La relation entre la pensée et l'action semble déterminer si les règles et les normes régissent l'action humaine ou si l'humanité individuelle dicte l'éthique. La nature de cette relation définit-elle la manière dont nous nous inscrivons dans le monde ? Cette relation conditionne-t-elle la qualité d'un individualisme éthique, la réalité ou l'irréalité d'une « philosophie de la liberté » ?

La trace de la vie

La trace de la vie n'est pas creusée par ce qui est identique, mais par ce qui est différent. L'identique ne produit rien2, explique Édouard Glissant. Il formule ainsi un élément central de la révolution dans laquelle nous nous trouvons depuis un certain temps. Glissant occupe une place essentielle dans la construction de l'identité post-coloniale, aux côtés de multiples penseurs(euses), artistes et hommes ou femmes de lettres contemporain(e)s. Né en 1928 dans les Antilles françaises, il étudie la littérature et la philosophie à la Sorbonne, se fait connaître très tôt dans les cercles d'une pensée novatrice et critique de la culture de la seconde moitié du XXe siècle. Bientôt, en référence à son origine – l'ensemble des îles des Caraïbes – il se désigne lui-même comme un philosophe de l'archipel et qualifie sa pensée d’« archipélique ». Cette pensée archipélique s'entend par opposition à la pensée continentale. Un continent est apparenté à une grande masse terrestre. Hegel est probablement en ce sens l'un des philosophes les plus emblématiques des « penseurs continentaux ». Dans un système clos et cohérent composé de parties plus ou moins complexes, on obtient quelque chose qui revendique en soi une validité argumentative concluante et qui représente, en définitive, la (seule) méthode valable d'un savoir dominant. C'est une chose que l'on ne peut ni contourner, ni éviter. La pensée systémique est le contraire de la pensée archipélique. Glissant décrit cette dernière comme une pensée du tremblement, de l'errance, de l'imprévisibilité. Là où la pensée systémique repose sur la conviction, la pensée archipélique compte sur la résonance, l'écho dans le monde des sensations, la nature, l'inspiration. Là où la première recherche l'unité, la seconde se réjouit de l'imprévisible diversité. Lorsque la pensée devient archipélique et qu'un argument ne tend plus à dominer l'autre, ce n'est pas la logique que l'on perd mais la certitude familière. Seule demeure la cohérence de la pensée elle-même. C'est dangereux dans un premier temps, pour le moins risqué, en tout cas inconfortable.

Édouard Glissant est considéré comme l'un des penseurs post-modernes et décolonisateurs les plus importants. Ce courant de pensée se développe au cours de la seconde moitié du XXe siècle en réaction à la pensée impérialiste de la tradition européenne rationnelle et éclairée. Depuis les années 1980 et 1990, il s'agit d'un courant en pleine expansion, d'abord dans le domaine de la critique culturelle et artistique, puis dans celui de la réflexion et de la résistance politique au capitalisme et au libéralisme économique.

Consignes:
1. Recopiez à l'identique le passage du texte fourni qui commence aux mots « Édouard Glissant est » et s'arrête après les mots « au libéralisme économique. ».
2. Affichez chaque ligne des entrées où figure la chaîne « green », en respectant la casse.
Le texte et les entrées n'ont aucun lien entre eux.

Entrées sources:
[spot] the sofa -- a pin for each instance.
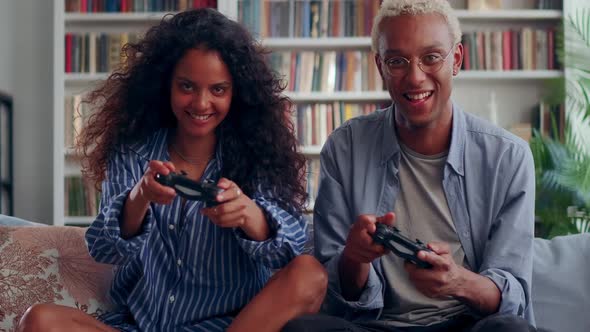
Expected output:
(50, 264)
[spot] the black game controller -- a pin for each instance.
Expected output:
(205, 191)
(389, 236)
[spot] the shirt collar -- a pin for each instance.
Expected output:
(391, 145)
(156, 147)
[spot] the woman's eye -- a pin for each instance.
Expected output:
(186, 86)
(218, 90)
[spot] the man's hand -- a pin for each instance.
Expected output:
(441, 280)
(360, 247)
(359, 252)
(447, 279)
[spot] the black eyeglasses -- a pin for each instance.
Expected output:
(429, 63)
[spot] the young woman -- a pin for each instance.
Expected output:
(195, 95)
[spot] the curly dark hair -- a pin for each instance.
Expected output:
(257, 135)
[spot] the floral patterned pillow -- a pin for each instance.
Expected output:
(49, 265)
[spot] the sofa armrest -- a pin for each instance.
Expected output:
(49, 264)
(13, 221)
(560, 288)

...

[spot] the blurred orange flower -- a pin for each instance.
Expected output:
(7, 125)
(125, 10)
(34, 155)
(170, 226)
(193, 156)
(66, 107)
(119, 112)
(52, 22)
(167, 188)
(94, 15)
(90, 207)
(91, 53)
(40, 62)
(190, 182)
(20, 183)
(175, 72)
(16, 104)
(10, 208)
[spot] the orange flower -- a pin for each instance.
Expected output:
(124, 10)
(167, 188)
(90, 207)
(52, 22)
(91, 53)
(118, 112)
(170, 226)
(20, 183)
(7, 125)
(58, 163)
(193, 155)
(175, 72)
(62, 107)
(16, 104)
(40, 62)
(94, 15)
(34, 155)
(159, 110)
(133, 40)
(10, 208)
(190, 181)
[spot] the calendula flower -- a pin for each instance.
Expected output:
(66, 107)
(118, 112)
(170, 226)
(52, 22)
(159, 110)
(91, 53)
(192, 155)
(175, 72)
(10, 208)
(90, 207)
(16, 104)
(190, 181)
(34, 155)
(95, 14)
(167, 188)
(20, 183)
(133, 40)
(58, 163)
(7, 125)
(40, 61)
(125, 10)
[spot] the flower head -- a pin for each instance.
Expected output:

---

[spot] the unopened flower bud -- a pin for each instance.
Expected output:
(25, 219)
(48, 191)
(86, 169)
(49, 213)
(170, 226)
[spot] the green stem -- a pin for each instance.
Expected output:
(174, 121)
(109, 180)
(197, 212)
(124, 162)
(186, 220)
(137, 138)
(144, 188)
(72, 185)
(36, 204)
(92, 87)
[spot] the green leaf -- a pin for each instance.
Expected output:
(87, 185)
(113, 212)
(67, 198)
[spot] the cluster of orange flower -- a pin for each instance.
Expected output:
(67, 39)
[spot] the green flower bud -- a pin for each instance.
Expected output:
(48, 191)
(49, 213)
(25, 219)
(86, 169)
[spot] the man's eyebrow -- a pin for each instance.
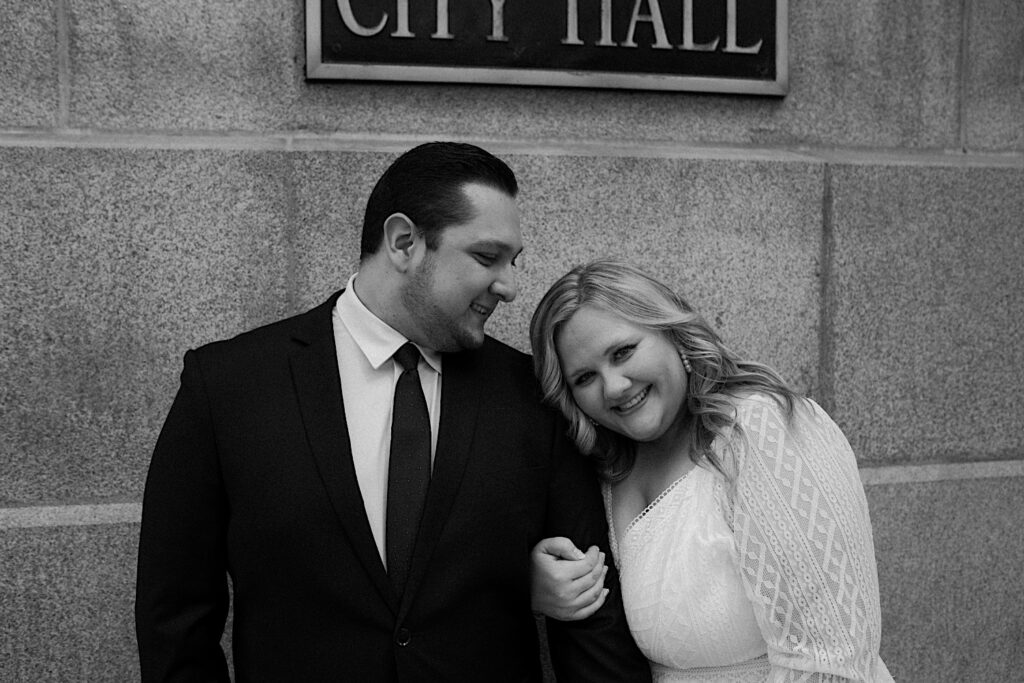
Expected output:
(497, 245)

Corrigé par tâche:
1.
Édouard Glissant est considéré comme l'un des penseurs post-modernes et décolonisateurs les plus importants. Ce courant de pensée se développe au cours de la seconde moitié du XXe siècle en réaction à la pensée impérialiste de la tradition européenne rationnelle et éclairée. Depuis les années 1980 et 1990, il s'agit d'un courant en pleine expansion, d'abord dans le domaine de la critique culturelle et artistique, puis dans celui de la réflexion et de la résistance politique au capitalisme et au libéralisme économique.

2.
[spot] the green stem -- a pin for each instance.
[spot] the green leaf -- a pin for each instance.
[spot] the green flower bud -- a pin for each instance.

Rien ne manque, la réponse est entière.